Look for "below" in every line of the listing. Copy the lines that have it.

☆ ☆ ☆ ☆

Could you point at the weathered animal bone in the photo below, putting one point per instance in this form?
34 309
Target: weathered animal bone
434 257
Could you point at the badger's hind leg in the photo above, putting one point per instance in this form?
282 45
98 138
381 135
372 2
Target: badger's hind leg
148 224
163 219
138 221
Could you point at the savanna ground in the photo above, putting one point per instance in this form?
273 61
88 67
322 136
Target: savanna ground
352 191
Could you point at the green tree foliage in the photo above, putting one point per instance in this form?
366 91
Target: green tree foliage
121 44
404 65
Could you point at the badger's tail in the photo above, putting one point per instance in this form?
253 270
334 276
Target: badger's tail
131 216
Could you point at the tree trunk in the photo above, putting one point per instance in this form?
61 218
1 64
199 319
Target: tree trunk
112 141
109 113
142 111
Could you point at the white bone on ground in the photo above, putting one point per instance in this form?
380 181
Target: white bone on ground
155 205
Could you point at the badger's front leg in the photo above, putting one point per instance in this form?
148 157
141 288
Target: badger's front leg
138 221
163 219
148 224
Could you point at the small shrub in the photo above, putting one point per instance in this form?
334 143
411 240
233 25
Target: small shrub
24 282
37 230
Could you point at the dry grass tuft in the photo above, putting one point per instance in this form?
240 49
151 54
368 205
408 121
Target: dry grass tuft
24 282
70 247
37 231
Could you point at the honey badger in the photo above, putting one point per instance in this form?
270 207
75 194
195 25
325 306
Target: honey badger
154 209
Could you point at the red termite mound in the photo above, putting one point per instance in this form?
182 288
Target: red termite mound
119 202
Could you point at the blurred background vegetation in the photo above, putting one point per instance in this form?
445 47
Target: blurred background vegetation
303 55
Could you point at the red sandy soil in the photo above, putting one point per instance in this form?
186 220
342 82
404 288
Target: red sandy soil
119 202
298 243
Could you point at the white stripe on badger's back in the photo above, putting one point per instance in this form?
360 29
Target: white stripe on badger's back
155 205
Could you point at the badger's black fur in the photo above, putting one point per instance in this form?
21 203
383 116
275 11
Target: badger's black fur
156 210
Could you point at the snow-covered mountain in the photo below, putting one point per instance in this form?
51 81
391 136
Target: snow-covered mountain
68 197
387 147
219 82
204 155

☆ ☆ ☆ ☆

=== YOUR RESPONSE ===
Could you point at the weathered animal bone in the photo below, putting one point per instance in this form?
Could you point at the snow-covered mountain in the photo below, putting one point per instance in this form?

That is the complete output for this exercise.